▶ **EXERCISE TEXT**:
= Beginning of Section =

A Picture Worth a Thousand Words
Like Eisenstaedt’s V-J Day in Times Square or Widener’s Tank Man for generations previous, Stacey Abrams smiling maskless before a group of masked five-year-olds may be the defining image of the pandemic era in the United States.
Last week, Abrams was at Glennwood Elementary School to celebrate Black History Month. After reading aloud from Stacey’s Extraordinary Words (her “debut picture book“) Abrams stepped away from the lectern and sat crosslegged in front of a crowd of masked children for a photo-op.
When people noticed the photo, first tweeted by the Glennwood principal and subsequently retweeted by Abrams, Abrams deleted the tweet and the principal deleted her account. But people took screenshots and observed the obvious—of all the people gathered in that classroom, not one was at greater visible risk from the coronavirus than the would-be governor of Georgia.
Rather than apologize, the Abrams campaign released a series of statements denouncing its critics as “shameful” and accusing them of using “a Black History Month reading event for Georgia children as the impetus for a false political attack.”
The “attack” was not “false,” and eventually Abrams went on CNN to apologize.

= End of Section =

▶ **DATASET EXCERPTS**:
= Beginning of Section =

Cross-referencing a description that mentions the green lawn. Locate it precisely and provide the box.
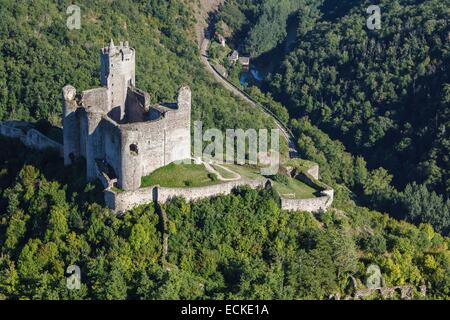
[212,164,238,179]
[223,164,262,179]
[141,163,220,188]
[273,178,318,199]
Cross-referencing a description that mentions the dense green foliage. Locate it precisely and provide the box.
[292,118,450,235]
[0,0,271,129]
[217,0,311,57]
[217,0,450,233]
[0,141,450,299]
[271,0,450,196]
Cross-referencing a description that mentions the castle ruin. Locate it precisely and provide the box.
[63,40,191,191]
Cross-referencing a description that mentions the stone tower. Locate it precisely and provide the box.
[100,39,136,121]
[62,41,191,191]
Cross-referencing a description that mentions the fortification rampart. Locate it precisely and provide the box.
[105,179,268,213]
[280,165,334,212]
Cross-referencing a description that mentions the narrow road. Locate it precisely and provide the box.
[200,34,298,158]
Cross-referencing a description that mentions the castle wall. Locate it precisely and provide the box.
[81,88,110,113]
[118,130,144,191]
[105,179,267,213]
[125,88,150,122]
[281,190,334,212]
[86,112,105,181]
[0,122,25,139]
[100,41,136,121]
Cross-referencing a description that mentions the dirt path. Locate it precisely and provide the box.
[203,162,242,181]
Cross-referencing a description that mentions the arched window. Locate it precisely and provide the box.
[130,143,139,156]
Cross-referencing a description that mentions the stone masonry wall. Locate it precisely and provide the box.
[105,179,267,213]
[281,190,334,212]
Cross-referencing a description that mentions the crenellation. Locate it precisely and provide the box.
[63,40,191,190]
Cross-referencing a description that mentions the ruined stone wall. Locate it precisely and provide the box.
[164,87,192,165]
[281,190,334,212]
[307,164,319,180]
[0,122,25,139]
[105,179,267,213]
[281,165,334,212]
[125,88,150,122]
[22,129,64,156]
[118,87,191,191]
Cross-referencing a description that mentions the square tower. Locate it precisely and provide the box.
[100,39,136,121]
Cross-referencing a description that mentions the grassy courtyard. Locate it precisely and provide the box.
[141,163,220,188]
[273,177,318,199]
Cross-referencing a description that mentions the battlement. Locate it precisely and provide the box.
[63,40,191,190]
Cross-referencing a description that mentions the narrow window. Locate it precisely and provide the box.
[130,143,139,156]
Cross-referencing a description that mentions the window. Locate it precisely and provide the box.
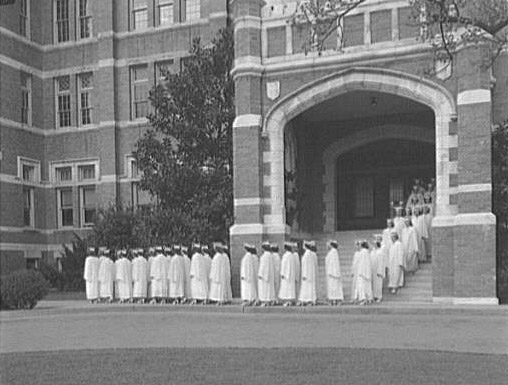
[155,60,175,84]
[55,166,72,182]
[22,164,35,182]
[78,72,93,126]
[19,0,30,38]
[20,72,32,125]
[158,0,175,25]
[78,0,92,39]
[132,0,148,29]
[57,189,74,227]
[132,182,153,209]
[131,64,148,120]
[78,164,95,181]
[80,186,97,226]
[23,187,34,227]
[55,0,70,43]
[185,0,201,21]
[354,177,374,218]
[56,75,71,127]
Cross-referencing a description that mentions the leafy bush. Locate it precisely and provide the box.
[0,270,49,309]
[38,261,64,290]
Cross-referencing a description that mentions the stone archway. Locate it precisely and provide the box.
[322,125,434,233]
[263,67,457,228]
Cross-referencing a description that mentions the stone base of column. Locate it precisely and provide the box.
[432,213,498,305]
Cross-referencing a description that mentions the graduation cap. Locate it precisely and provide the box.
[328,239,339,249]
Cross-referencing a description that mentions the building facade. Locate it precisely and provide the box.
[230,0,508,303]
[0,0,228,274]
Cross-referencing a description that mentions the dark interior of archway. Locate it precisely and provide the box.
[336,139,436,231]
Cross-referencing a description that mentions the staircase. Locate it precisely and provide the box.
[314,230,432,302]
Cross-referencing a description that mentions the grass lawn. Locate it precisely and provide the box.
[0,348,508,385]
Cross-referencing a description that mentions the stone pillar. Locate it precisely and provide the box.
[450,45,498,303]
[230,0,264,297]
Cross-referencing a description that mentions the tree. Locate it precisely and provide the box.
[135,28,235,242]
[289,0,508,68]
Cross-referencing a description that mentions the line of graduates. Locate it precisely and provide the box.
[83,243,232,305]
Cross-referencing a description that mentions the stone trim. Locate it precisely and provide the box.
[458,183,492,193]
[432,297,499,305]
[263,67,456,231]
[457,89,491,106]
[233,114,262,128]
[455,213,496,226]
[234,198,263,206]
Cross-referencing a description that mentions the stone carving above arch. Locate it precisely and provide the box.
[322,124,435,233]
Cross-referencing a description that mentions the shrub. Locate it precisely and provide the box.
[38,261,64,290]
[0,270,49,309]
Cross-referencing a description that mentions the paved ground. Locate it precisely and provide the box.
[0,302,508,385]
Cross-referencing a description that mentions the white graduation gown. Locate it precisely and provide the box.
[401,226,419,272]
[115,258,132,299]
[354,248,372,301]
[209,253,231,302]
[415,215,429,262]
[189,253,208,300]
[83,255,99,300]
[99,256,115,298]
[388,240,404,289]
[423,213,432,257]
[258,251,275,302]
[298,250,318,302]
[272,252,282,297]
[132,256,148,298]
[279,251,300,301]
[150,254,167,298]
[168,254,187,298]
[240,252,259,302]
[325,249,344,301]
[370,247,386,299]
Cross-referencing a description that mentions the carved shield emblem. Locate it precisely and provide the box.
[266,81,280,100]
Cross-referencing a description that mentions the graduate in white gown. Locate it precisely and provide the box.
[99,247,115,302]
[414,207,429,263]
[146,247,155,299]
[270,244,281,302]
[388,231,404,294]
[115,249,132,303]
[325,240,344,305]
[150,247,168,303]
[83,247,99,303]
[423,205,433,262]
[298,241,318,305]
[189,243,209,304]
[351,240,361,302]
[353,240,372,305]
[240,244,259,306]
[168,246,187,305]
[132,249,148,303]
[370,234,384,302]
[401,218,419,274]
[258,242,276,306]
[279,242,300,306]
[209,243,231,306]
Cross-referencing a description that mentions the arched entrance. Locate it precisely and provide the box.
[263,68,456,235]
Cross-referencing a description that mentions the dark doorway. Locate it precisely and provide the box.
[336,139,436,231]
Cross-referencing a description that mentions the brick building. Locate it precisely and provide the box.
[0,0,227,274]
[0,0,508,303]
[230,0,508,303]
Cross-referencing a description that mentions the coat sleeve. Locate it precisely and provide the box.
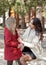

= End of Section =
= Beginning of Section =

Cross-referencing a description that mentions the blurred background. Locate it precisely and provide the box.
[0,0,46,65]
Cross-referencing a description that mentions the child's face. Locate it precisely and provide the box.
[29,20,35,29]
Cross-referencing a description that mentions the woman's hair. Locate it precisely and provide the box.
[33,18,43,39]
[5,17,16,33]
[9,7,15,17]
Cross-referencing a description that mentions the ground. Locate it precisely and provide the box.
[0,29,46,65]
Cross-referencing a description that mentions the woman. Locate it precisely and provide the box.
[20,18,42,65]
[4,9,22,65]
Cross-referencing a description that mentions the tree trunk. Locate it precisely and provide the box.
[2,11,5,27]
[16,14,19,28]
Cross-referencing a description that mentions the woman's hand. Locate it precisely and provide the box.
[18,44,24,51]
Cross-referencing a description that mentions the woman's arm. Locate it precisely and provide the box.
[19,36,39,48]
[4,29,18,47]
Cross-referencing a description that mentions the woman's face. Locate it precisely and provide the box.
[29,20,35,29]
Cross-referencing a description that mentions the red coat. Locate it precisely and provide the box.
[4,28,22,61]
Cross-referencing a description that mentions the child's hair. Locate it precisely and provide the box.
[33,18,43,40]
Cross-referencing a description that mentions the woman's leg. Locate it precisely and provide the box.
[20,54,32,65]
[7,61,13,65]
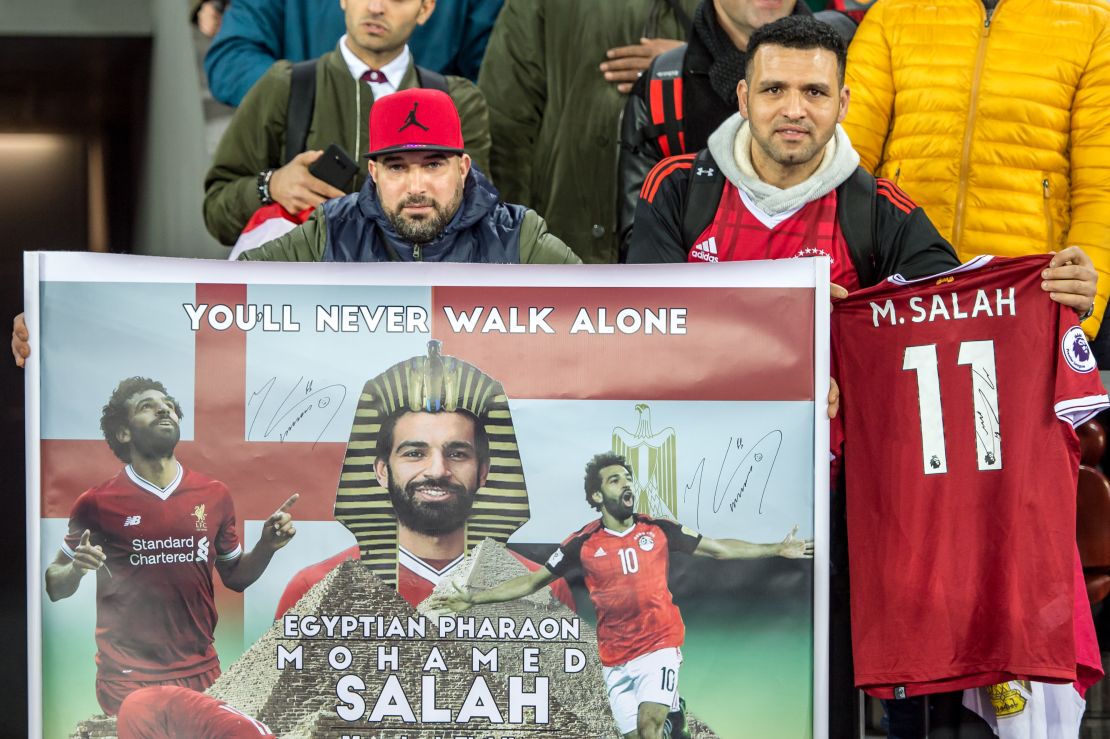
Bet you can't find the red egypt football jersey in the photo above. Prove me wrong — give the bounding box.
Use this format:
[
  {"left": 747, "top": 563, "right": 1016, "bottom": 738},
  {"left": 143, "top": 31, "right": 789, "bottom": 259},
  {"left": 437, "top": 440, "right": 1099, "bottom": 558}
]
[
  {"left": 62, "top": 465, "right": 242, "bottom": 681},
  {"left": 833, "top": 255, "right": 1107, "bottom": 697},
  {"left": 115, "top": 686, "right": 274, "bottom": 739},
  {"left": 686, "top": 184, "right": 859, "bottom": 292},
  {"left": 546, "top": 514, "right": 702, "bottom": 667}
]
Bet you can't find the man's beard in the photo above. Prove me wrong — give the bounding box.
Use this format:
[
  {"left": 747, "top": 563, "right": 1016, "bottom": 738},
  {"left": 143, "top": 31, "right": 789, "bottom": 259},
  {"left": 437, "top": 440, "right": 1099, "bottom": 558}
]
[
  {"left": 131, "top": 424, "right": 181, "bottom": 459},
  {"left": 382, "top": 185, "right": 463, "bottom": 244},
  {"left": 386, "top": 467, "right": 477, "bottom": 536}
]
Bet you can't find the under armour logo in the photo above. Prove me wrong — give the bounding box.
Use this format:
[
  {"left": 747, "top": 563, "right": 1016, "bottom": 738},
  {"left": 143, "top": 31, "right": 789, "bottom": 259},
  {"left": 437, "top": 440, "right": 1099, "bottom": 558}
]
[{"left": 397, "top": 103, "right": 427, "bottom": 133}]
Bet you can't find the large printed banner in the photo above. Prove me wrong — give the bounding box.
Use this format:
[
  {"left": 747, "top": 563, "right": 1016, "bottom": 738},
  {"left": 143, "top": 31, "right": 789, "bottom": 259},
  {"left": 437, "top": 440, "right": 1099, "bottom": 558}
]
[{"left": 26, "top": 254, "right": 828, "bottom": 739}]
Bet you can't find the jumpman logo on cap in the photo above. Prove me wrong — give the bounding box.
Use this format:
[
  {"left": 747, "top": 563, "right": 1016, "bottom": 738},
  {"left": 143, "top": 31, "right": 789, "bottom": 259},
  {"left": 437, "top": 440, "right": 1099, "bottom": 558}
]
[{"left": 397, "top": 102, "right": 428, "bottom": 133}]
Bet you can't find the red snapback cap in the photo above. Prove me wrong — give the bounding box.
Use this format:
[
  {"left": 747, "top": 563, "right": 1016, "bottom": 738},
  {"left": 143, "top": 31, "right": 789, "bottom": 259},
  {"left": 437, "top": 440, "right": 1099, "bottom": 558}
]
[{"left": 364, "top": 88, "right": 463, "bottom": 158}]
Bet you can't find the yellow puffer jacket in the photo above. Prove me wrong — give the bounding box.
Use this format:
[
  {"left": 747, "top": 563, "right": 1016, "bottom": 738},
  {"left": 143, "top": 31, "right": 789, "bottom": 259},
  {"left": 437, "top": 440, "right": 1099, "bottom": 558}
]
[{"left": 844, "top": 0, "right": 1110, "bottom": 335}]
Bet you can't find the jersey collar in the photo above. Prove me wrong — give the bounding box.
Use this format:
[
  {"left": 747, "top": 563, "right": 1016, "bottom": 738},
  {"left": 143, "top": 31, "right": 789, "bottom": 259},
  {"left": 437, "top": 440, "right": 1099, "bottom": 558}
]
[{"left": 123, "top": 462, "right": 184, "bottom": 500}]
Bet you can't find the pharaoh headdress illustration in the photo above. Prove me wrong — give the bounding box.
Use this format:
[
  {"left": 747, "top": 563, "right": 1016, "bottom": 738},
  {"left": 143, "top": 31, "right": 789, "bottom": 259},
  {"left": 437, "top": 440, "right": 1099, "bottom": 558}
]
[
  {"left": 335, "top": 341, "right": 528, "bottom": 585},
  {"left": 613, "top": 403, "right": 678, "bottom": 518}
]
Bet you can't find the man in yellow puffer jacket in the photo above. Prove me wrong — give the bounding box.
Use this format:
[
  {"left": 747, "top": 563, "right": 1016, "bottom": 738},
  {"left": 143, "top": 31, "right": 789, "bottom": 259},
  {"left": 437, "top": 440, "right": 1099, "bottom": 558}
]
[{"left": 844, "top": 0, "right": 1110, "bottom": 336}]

= End of Section =

▶ **WHAT TO DO**:
1/ Do these statements agree with the piece about the Stacey Abrams photo? Answer yes or no for each, quoting the words that decide it.
(a) At the school, Abrams read aloud from a book of her own.
(b) Abrams was the first to tweet the photo.
(c) The Abrams campaign apologized right away.
2/ Write the next part of the piece about the Stacey Abrams photo, starting after its final sentence.

▶ **ANSWERS PER TASK**:
1/
(a) Yes: "After reading aloud from Stacey’s Extraordinary Words (her “debut picture book“)"
(b) No: "first tweeted by the Glennwood principal and subsequently retweeted by Abrams"
(c) No: "Rather than apologize, the Abrams campaign released a series of statements denouncing its critics"

2/
“Protocols matter. Protecting our kids is the most important thing, and anything that can be perceived as undermining that is a mistake, and I apologize,” she said after a series of equivocations. Asked if she still supported mask mandates in schools, she said she did, adding that Georgia is “not in a place” to drop its mandates because the state has “one of the lowest vaccination rates in the country.”
Setting aside the shamelessness of Abrams’s response, a state’s relative vaccination rate has nothing to do with the question of whether children in that state should be required to wear masks in school. The coronavirus poses virtually no risk to the overwhelming majority of children. Every teacher—every adult, for that matter— in the state of Georgia who wants to get the vaccine has had the opportunity to do so. And the vaccines reduce an individual’s likelihood of hospitalization and death but do not meaningfully prevent transmission. Cloth masks offer little protection against the virus. The costs of masking children—particularly young children and those with disabilities—is enormous. Abrams should have apologized for her hypocrisy, but her greater sin is to persist in defending an indefensible policy.